Directions for this task> From the line that includes "Q: Indicate one point per instance of the fern" to the last line of the data, quote each line precisely; both boundary lines belong in the answer.

Location identification items

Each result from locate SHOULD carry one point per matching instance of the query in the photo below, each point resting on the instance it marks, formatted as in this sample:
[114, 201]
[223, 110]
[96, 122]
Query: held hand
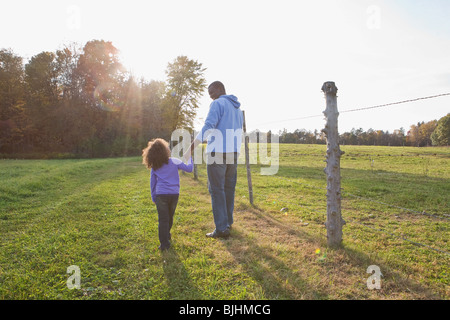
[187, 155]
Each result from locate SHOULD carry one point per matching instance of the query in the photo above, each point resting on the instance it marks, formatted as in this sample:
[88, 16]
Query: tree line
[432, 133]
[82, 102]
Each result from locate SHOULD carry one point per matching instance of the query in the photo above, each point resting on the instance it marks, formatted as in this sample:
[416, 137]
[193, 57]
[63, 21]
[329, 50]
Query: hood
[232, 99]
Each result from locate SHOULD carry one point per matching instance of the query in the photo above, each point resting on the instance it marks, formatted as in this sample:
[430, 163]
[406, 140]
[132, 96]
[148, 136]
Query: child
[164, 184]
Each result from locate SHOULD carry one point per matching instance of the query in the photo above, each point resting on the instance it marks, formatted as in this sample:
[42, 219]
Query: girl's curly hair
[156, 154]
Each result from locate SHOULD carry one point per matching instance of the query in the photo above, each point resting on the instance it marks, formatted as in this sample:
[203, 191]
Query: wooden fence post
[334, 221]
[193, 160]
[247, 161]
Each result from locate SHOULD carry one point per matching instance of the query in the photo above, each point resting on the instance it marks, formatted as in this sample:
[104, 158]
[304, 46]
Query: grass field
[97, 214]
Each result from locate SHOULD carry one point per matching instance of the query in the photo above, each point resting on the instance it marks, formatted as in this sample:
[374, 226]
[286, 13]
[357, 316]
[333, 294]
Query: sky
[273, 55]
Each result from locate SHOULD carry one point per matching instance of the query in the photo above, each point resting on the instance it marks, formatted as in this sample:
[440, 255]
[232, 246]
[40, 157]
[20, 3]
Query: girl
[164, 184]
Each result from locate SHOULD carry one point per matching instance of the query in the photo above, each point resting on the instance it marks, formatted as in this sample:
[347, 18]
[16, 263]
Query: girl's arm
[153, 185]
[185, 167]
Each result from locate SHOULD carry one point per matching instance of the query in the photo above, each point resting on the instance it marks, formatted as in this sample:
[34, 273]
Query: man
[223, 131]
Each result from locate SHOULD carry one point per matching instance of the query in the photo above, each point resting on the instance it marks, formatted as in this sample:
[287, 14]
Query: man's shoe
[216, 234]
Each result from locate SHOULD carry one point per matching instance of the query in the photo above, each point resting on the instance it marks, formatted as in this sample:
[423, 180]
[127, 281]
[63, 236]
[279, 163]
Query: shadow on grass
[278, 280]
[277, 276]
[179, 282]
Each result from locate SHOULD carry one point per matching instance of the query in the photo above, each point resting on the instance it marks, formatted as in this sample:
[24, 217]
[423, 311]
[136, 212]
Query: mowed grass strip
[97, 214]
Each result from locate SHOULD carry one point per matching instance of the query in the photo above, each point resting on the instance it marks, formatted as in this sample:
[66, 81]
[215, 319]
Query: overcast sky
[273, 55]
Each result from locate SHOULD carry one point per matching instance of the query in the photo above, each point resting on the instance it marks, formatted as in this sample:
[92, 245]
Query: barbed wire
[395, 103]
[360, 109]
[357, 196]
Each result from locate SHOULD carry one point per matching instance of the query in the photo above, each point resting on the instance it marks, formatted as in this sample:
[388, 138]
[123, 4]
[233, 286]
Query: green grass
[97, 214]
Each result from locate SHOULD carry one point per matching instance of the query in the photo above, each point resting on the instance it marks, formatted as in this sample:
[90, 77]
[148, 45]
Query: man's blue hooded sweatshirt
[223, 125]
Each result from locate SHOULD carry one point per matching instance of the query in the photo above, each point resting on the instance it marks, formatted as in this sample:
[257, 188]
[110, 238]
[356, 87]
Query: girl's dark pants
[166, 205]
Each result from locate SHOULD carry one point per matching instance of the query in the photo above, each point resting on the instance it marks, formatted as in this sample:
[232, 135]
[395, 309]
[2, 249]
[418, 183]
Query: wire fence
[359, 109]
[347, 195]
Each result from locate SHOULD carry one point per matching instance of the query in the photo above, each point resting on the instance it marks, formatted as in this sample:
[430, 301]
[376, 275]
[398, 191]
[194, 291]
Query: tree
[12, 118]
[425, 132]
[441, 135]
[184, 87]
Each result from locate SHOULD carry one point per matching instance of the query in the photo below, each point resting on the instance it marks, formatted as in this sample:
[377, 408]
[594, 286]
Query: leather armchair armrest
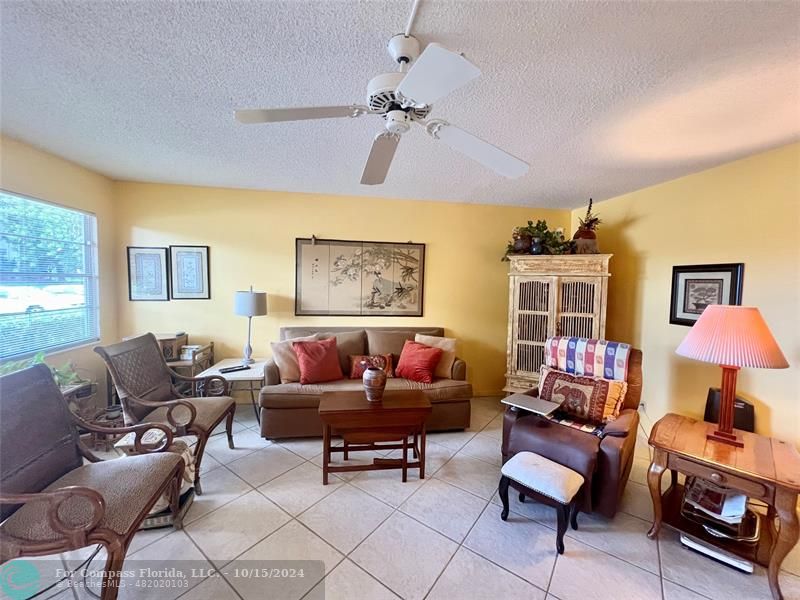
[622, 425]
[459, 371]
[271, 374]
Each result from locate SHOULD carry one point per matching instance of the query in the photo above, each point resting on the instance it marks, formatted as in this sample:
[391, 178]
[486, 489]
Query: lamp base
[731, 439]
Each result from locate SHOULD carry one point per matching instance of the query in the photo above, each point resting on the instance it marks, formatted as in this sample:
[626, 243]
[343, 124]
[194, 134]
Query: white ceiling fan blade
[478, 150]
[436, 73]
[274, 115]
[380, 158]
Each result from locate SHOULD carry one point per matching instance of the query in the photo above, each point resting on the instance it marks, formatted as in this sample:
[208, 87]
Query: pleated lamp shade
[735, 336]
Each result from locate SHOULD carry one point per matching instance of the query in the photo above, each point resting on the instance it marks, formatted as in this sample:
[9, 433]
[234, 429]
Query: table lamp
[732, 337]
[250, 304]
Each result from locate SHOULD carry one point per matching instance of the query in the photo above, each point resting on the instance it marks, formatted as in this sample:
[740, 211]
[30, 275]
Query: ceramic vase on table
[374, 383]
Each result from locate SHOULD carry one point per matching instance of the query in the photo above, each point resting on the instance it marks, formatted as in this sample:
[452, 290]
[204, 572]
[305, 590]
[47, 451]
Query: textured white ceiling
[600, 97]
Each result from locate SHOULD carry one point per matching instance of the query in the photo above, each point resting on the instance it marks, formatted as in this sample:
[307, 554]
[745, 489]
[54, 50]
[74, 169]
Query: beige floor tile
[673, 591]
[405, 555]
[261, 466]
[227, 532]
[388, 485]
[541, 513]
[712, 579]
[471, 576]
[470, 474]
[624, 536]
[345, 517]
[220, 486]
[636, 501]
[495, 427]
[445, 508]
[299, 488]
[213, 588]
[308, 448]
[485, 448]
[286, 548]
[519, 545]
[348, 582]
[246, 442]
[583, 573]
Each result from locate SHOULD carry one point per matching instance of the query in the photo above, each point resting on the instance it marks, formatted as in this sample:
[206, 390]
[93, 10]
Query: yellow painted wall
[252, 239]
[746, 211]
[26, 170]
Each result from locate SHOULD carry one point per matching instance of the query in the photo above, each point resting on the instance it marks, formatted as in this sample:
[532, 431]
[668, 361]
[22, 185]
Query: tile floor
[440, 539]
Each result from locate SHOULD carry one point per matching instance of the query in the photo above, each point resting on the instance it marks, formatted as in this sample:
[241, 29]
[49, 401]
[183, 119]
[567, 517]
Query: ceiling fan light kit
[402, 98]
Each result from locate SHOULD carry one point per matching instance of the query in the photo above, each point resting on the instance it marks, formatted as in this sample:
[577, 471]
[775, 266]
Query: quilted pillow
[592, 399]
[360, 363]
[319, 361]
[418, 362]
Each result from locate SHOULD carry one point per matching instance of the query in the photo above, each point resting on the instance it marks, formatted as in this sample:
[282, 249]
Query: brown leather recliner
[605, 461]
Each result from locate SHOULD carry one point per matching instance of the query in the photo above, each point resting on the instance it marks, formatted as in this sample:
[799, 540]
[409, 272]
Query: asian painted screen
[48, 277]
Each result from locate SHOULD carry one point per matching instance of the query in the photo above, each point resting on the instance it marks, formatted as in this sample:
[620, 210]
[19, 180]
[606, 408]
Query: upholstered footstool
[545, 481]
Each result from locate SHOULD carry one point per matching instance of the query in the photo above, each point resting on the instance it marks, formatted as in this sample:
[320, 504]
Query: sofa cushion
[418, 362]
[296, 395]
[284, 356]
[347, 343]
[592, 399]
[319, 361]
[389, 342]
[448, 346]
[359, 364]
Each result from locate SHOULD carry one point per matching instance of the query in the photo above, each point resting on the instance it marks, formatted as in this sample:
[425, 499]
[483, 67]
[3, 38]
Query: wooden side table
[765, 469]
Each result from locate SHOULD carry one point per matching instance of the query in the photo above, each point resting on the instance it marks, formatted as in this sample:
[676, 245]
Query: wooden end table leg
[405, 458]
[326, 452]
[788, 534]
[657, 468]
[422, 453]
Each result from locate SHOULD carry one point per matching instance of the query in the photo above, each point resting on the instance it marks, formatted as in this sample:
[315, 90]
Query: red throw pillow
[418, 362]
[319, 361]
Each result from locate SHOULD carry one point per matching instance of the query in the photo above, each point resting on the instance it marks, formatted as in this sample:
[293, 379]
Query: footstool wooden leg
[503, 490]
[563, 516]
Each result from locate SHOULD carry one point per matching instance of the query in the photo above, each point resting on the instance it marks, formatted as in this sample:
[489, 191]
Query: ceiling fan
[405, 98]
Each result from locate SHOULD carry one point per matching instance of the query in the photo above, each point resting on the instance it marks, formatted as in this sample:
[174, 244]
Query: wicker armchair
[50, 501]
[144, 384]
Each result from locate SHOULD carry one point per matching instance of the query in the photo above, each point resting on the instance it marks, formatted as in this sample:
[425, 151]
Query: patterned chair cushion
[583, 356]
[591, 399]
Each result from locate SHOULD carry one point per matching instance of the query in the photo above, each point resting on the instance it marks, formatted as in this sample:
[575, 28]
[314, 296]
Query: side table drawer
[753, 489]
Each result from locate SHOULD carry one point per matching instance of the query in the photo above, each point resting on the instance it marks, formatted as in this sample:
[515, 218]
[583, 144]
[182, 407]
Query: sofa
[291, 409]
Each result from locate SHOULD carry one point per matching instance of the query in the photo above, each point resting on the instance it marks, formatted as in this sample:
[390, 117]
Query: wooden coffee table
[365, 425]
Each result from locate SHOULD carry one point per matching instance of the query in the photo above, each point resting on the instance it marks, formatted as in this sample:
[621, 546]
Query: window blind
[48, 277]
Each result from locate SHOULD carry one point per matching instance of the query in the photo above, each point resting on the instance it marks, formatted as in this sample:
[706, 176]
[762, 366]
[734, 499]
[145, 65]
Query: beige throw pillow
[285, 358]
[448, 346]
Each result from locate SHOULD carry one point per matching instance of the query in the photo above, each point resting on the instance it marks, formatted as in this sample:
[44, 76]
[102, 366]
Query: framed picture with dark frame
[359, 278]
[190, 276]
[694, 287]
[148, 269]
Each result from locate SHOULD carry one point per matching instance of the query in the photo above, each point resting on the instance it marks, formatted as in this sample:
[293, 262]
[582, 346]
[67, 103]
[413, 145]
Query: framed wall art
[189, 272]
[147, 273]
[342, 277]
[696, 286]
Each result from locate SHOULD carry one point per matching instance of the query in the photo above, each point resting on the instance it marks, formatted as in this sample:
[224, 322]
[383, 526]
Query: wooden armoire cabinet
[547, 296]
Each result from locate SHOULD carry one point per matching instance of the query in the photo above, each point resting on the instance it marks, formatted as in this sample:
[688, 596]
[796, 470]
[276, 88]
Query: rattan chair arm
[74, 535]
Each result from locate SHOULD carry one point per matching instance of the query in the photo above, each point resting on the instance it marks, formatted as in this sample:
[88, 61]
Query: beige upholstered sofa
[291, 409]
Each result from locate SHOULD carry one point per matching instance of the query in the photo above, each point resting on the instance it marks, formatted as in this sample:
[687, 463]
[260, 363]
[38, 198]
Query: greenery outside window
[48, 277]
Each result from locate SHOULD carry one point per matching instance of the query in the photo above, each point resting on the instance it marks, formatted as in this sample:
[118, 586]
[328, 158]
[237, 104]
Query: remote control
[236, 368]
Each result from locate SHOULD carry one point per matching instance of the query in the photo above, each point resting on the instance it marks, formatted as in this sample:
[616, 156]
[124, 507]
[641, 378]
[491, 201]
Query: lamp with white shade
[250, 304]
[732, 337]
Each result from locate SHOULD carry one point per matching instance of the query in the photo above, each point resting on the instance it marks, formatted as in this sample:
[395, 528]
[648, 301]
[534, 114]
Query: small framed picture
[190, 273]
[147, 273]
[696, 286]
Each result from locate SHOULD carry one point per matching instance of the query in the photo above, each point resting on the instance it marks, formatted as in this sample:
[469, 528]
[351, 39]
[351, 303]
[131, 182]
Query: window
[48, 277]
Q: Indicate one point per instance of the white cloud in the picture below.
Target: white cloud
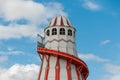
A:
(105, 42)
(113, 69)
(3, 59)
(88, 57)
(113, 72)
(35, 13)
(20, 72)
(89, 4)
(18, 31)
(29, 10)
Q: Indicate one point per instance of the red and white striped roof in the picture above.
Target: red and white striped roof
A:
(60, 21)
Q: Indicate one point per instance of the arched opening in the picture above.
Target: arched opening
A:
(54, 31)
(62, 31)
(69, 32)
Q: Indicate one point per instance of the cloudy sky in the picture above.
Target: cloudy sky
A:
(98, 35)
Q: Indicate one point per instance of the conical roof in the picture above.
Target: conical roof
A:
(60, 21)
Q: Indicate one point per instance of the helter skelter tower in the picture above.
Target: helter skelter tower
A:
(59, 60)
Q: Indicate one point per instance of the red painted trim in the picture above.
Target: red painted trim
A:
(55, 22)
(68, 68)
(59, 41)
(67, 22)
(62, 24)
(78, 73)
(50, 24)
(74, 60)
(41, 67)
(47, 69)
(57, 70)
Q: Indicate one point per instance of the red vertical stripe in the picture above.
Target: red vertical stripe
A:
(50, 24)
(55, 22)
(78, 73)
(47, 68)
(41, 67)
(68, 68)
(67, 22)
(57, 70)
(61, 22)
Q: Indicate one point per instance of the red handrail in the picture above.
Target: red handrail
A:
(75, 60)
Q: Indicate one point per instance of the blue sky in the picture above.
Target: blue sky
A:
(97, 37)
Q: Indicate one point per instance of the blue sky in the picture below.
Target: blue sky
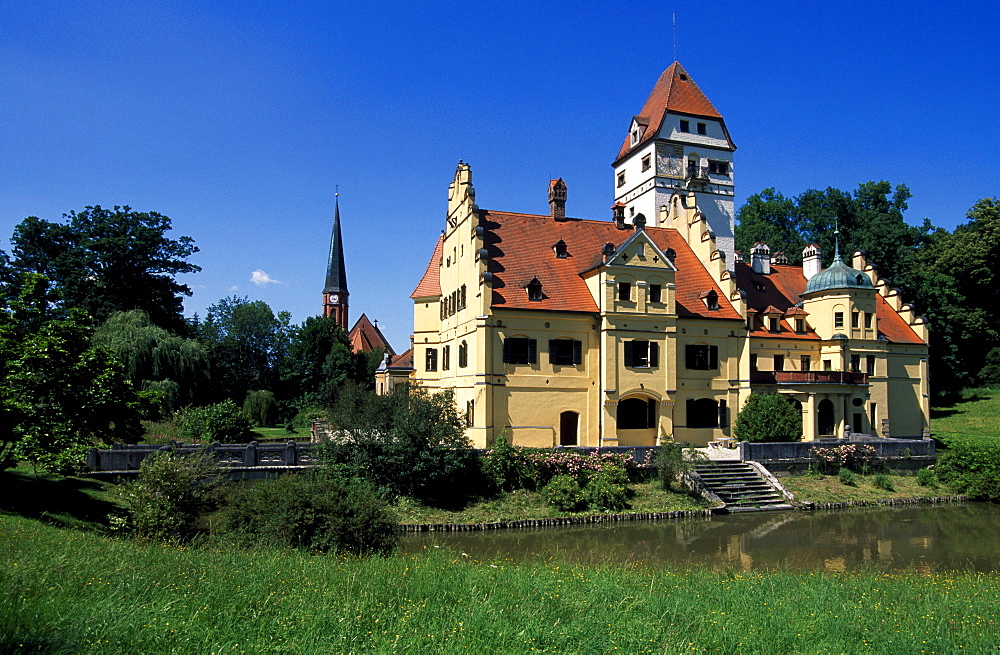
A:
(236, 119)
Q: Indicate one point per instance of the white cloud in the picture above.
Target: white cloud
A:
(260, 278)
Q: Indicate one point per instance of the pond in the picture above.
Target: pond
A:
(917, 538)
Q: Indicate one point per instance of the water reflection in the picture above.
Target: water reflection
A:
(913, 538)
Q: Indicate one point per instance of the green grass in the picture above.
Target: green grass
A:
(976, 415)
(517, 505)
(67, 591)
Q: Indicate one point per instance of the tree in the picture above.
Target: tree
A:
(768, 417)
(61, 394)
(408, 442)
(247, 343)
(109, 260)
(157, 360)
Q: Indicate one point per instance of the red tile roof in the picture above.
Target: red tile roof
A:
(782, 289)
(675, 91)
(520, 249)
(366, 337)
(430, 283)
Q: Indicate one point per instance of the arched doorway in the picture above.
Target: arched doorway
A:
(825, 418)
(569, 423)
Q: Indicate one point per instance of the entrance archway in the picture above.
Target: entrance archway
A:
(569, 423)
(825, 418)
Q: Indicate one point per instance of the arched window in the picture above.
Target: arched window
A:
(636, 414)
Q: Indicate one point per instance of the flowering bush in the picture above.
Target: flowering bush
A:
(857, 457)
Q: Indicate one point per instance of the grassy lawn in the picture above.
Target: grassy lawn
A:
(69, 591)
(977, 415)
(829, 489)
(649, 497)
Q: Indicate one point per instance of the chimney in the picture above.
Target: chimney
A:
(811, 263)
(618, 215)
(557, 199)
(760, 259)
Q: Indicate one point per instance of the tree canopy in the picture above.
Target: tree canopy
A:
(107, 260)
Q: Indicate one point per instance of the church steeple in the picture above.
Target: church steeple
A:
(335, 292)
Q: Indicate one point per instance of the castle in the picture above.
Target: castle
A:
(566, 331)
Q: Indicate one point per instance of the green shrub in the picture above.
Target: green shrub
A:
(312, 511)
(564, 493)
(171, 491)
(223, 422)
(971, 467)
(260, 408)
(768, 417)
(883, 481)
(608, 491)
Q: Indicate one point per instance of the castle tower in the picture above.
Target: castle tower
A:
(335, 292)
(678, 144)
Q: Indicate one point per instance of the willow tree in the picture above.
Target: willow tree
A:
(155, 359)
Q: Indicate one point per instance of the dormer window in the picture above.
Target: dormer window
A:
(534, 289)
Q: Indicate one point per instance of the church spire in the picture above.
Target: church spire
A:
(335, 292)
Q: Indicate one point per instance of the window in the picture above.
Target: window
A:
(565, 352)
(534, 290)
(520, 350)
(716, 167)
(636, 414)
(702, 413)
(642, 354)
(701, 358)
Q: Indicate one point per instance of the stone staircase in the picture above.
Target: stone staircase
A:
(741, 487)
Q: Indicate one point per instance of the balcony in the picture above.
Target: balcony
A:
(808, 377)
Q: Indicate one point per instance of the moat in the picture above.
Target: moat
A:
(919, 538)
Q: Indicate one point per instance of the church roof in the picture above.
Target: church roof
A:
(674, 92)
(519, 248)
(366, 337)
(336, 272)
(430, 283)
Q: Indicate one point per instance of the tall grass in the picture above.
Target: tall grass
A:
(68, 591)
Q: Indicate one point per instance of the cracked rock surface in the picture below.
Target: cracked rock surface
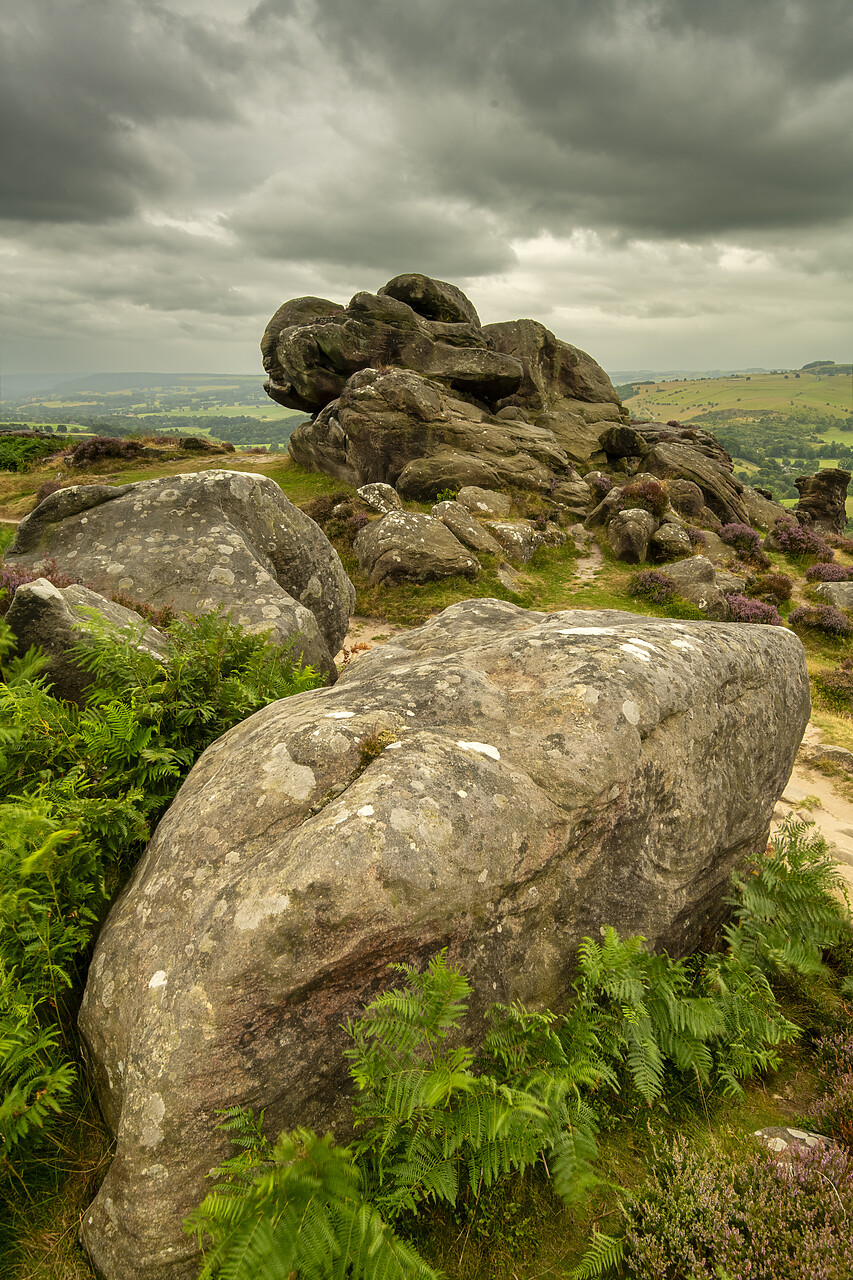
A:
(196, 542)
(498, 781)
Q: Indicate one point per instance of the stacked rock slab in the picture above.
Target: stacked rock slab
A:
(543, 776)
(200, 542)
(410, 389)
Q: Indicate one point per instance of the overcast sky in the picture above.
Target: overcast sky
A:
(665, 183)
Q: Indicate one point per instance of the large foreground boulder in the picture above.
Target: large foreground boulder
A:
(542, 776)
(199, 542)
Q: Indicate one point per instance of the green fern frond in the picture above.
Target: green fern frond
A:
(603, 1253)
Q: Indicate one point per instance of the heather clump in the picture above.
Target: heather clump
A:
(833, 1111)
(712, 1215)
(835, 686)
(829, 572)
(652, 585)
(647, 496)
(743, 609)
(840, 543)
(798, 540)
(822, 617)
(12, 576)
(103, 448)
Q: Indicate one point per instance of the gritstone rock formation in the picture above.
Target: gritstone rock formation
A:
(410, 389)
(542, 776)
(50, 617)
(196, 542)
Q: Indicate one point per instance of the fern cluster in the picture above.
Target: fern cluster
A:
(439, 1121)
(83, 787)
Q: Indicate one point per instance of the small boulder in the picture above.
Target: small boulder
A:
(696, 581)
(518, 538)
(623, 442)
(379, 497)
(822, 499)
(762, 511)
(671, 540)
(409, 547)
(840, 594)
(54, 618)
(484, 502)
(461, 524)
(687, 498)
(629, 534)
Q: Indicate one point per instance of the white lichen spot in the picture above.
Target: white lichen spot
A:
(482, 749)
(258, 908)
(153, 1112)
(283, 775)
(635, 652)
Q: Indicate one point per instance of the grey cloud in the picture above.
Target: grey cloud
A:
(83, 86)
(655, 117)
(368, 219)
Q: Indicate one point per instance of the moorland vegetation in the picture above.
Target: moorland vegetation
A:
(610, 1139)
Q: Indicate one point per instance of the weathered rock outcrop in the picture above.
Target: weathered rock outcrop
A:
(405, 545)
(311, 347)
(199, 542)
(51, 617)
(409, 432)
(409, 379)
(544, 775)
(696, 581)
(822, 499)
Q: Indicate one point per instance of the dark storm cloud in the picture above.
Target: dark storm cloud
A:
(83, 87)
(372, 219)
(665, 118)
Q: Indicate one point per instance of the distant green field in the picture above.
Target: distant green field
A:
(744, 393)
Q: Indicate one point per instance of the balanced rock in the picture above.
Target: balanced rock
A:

Task answer>
Q: Indicate one point per instance of the fern cluster in the picture above.
Target: fern cluster
A:
(439, 1121)
(83, 787)
Q: Indicate one point per instance of the small boulder in the picture above.
Target: small boulder
A:
(696, 581)
(518, 538)
(623, 442)
(379, 497)
(822, 499)
(762, 511)
(671, 540)
(409, 547)
(840, 594)
(54, 618)
(484, 502)
(461, 524)
(687, 498)
(629, 534)
Q: Indicate one point per instance of the white lichen spot in the picture above.
Target: white lichen spot
A:
(482, 749)
(258, 908)
(153, 1112)
(283, 775)
(635, 652)
Q: Indicate one point per instance of the grey cloud in the picture above.
Target: grey cloud
A:
(83, 86)
(655, 117)
(368, 219)
Q: Indicate one point per instance of the moorland vegetation in the picture above.
Target: moorland vegetation
A:
(610, 1139)
Q: Indicate one point per instance of the weathered rock outcrop in the picture above.
Target: weathered rock outcrop
A:
(405, 545)
(311, 347)
(199, 542)
(51, 617)
(409, 432)
(409, 379)
(544, 775)
(696, 581)
(822, 499)
Q: Indicate one point per instance of the dark storm cloud in the picture above.
Target: dark storm cloud
A:
(83, 87)
(372, 219)
(665, 118)
Q: Indicate one point per instance of the distant green field in the picture above.
Target: distant green field
A:
(744, 393)
Q: Indicate one point per instance of the balanced rock in the picture above.
Target: balanced rock
A:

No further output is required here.